#### Your task
Down to the final line, write out the data below exactly.

#### Dataset items
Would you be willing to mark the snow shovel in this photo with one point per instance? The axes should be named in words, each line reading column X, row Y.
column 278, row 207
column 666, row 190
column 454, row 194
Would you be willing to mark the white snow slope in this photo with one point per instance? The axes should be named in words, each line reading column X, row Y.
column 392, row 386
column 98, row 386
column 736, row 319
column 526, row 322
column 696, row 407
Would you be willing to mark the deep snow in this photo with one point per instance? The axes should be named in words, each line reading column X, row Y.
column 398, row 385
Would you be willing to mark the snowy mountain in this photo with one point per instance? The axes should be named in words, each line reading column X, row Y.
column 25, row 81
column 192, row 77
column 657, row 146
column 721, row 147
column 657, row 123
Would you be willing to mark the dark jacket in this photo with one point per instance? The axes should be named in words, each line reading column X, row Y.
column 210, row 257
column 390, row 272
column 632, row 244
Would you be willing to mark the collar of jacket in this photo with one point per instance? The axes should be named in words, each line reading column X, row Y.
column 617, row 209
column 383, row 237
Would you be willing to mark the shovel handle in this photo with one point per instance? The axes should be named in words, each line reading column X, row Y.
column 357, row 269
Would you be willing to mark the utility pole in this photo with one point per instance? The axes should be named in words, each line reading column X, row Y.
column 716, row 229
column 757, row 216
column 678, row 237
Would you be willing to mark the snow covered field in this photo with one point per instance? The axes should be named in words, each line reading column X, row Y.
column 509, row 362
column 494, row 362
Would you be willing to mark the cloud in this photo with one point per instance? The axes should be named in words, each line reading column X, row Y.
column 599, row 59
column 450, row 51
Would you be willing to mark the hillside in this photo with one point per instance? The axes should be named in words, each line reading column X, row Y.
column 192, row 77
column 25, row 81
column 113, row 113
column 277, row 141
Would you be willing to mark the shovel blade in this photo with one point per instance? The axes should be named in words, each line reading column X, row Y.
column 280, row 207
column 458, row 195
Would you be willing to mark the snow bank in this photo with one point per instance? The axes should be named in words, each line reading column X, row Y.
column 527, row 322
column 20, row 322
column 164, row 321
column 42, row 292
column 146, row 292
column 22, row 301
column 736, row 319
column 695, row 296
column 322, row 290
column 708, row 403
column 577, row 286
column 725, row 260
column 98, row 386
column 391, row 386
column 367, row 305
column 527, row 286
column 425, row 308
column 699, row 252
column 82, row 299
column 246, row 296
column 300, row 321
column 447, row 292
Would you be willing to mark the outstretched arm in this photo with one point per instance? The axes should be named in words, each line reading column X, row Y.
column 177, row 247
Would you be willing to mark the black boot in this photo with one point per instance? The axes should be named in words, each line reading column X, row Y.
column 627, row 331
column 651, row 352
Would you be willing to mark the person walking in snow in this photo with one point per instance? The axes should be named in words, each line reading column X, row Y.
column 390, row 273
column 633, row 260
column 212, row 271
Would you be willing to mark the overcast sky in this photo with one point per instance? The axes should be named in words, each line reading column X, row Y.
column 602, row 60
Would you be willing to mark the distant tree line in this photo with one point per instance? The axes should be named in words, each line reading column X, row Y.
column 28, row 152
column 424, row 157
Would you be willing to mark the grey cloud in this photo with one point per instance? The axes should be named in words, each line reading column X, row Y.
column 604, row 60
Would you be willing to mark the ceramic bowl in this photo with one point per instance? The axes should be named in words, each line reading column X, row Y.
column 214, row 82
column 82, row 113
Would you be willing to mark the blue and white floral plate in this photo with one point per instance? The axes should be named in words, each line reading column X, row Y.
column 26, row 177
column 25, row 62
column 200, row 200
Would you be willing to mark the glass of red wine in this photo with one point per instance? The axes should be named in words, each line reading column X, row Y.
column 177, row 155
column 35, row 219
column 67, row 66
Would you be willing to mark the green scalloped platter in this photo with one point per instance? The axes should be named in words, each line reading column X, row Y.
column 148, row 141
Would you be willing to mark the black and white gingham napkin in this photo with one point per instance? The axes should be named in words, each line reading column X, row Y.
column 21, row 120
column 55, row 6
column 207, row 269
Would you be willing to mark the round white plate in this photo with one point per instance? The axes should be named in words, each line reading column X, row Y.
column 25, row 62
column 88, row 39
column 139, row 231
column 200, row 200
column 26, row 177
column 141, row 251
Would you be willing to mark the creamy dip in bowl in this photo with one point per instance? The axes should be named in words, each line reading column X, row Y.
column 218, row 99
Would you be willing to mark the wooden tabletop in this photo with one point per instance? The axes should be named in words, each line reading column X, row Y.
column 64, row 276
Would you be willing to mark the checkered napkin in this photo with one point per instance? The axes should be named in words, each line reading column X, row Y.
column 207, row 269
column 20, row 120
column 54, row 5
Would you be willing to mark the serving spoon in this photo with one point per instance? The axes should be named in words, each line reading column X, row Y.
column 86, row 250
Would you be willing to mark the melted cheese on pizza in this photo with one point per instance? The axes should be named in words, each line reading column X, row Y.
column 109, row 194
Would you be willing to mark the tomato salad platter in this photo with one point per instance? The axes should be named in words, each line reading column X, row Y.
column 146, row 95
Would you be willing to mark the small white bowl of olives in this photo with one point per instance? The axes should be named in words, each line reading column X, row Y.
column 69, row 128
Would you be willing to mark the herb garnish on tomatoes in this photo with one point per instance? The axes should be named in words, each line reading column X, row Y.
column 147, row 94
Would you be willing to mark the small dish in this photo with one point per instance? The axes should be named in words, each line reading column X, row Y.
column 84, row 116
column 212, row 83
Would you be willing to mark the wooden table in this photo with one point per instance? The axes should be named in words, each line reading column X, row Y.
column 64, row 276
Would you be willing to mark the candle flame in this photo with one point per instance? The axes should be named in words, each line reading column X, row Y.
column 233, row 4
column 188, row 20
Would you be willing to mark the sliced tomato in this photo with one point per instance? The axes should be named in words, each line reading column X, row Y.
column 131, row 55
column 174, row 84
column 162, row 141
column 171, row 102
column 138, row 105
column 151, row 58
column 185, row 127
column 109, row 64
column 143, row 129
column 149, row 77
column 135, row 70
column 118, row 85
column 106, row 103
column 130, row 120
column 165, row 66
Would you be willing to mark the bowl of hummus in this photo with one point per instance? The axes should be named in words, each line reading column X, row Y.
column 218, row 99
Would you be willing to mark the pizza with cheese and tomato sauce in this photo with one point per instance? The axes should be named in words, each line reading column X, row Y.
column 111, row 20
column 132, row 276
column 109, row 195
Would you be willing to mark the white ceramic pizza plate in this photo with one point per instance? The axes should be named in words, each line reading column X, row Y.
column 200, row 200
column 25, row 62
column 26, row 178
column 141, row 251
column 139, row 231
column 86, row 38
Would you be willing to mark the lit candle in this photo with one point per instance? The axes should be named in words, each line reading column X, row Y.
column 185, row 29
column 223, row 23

#### Written answer
Would you be willing to mark the snow shovel in this photo with one point per instance? The axes should be named in words, each line reading column X, row Y.
column 278, row 207
column 666, row 190
column 454, row 194
Would you be willing to mark the white snow slope in this photo with one point per instance? The axes should be named in words, each line reading column X, row Y.
column 392, row 386
column 98, row 386
column 736, row 319
column 526, row 322
column 696, row 407
Would you be willing to mark the deep snow in this photo with one point per instance? The axes should be named in words, each line reading column X, row Y.
column 398, row 385
Would you be willing to mark the snowy mountain in this photo with one point per instance? The axes should be named in words, each line reading column X, row Y.
column 25, row 81
column 192, row 77
column 657, row 146
column 721, row 147
column 657, row 123
Would you be willing to mark the dark jacket in this photo with one point per instance? The axes should be named in words, each line reading column X, row Y.
column 210, row 257
column 390, row 272
column 632, row 244
Would you be willing to mark the collar of jacket in this photo with one point per instance? The axes should be named in words, each line reading column X, row Y.
column 617, row 209
column 383, row 237
Would you be willing to mark the shovel handle in this photo with one point per instance? The axes should be named in words, each line reading column X, row Y.
column 357, row 269
Would you be willing to mark the utility pole in this photo with one point per instance? The axes should be named in words, each line reading column X, row Y.
column 716, row 229
column 757, row 216
column 678, row 237
Would you be willing to mark the snow covered field in this photo with one point per instance? The axes should be named in words, each line reading column X, row Y.
column 509, row 362
column 494, row 362
Would you be willing to mark the cloud in this photo with one point per instance? The axes should be named in words, each line reading column X, row Y.
column 599, row 59
column 450, row 51
Would you be willing to mark the hillside in this photo with one point per instance? The axes should be named in words, each line reading column X, row Y.
column 192, row 77
column 25, row 81
column 113, row 113
column 277, row 141
Would you be willing to mark the shovel blade in this photo with one point per instance? The axes should be named in words, each line reading column X, row Y.
column 280, row 207
column 458, row 195
Would you be willing to mark the snow bank in this photo with one point per instance? The axes should be named in words, each line reading column X, row Y.
column 527, row 322
column 20, row 322
column 164, row 321
column 42, row 292
column 146, row 292
column 22, row 301
column 736, row 319
column 695, row 296
column 322, row 290
column 708, row 403
column 577, row 286
column 725, row 260
column 98, row 386
column 391, row 386
column 367, row 305
column 527, row 286
column 425, row 308
column 699, row 252
column 82, row 299
column 246, row 296
column 300, row 321
column 447, row 292
Would you be willing to mark the outstretched arm in this photo with one point per instance? The axes should be named in words, each line reading column X, row Y.
column 177, row 247
Would you be willing to mark the black boot in this photo with one point per instance? The axes should be named in words, each line reading column X, row Y.
column 627, row 331
column 651, row 352
Would you be willing to mark the person walking in snow in this photo with one point per instance? The axes should be named in words, each line reading column X, row Y.
column 390, row 273
column 633, row 260
column 212, row 271
Would you be willing to mark the overcast sky in this photo with one point per instance? The axes should be named in words, each line reading column X, row Y.
column 602, row 60
Would you be willing to mark the distant tree line in this photo with one point per instance? The axes should be named in words, each line reading column X, row Y.
column 28, row 152
column 424, row 157
Would you be willing to mark the grey cloud in this photo with one point per instance? The axes should be named in words, each line reading column X, row Y.
column 604, row 60
Would you be willing to mark the ceramic bowl in this photo with one point per instance? The axes should be named in words, each line reading column X, row Y.
column 214, row 82
column 82, row 113
Would you be willing to mark the blue and white floral plate in this photo with one point per instance? The axes should be named in words, each line reading column X, row Y.
column 26, row 177
column 25, row 62
column 200, row 200
Would you be willing to mark the glass of red wine in this photo with one point per instance? The axes should be named in words, each line reading column X, row Y.
column 177, row 155
column 35, row 219
column 67, row 66
Would you be willing to mark the green scalloped platter in this photo with one point per instance? The axes should be named in words, each line reading column X, row Y.
column 148, row 141
Would you be willing to mark the black and white gingham napkin in this photo with one point per instance? The axes should be named in words, each line reading column X, row Y.
column 21, row 120
column 55, row 6
column 207, row 269
Would you be willing to mark the round white plate in this photo with one point per instance? The axes should be named in words, each line reading column X, row Y.
column 25, row 62
column 88, row 39
column 139, row 231
column 200, row 200
column 26, row 177
column 141, row 251
Would you be willing to mark the creamy dip in bowl in this photo with one point per instance? The axes should be named in words, each line reading column X, row Y.
column 218, row 99
Would you be willing to mark the wooden tabletop in this photo with one point per instance? The axes should be named in words, each line reading column X, row Y.
column 64, row 276
Would you be willing to mark the checkered napkin in this photo with one point per instance? The axes should be named in words, each line reading column X, row Y.
column 207, row 269
column 20, row 120
column 54, row 5
Would you be willing to mark the serving spoon in this photo with one point per instance? The axes should be named in words, each line reading column X, row Y.
column 86, row 250
Would you be willing to mark the melted cheese on pizza in this photo with one point per instance? The axes should be named in words, each line reading column X, row Y.
column 109, row 194
Would you be willing to mark the tomato salad platter in this photo with one point per instance? The axes should be named in words, each line reading column X, row Y.
column 146, row 95
Would you be willing to mark the small white bowl of olives in this photo with one point per instance? The axes should be named in words, each line reading column X, row Y.
column 69, row 128
Would you be willing to mark the herb garnish on tomatoes in this photo with one point per instance? The axes should be named in words, each line reading column X, row Y.
column 147, row 94
Would you be willing to mark the small dish in this photo with one point per instance? The axes should be named in words, each line reading column X, row Y.
column 84, row 116
column 212, row 83
Would you be willing to mark the wooden table in this photo with one point per instance? The axes should be named in words, each line reading column X, row Y.
column 64, row 276
Would you be willing to mark the candle flame in this photo with one point per instance? The axes should be named in words, each line reading column X, row Y.
column 233, row 4
column 188, row 20
Would you be willing to mark the sliced tomato in this photo with one point per instance? The axes should be named in words, each line reading column X, row Y.
column 131, row 55
column 174, row 84
column 162, row 141
column 171, row 102
column 138, row 105
column 151, row 58
column 185, row 127
column 109, row 64
column 143, row 129
column 149, row 77
column 135, row 70
column 118, row 85
column 106, row 103
column 130, row 120
column 165, row 66
Would you be willing to mark the bowl of hummus in this photo with one point per instance? The axes should be named in words, each line reading column X, row Y.
column 218, row 99
Would you be willing to mark the pizza with cheese and tomato sauce in this photo with one point per instance? The axes should be named in words, each line reading column X, row Y.
column 111, row 20
column 132, row 276
column 109, row 195
Would you be willing to mark the white ceramic pizza plate in this photo with one point per instance? The axes should be named in words, each line reading column X, row Y.
column 200, row 200
column 25, row 62
column 26, row 178
column 141, row 251
column 139, row 231
column 86, row 38
Would you be willing to mark the lit candle in this photo with one point per instance? The axes should be named in words, each line reading column X, row Y.
column 185, row 29
column 223, row 23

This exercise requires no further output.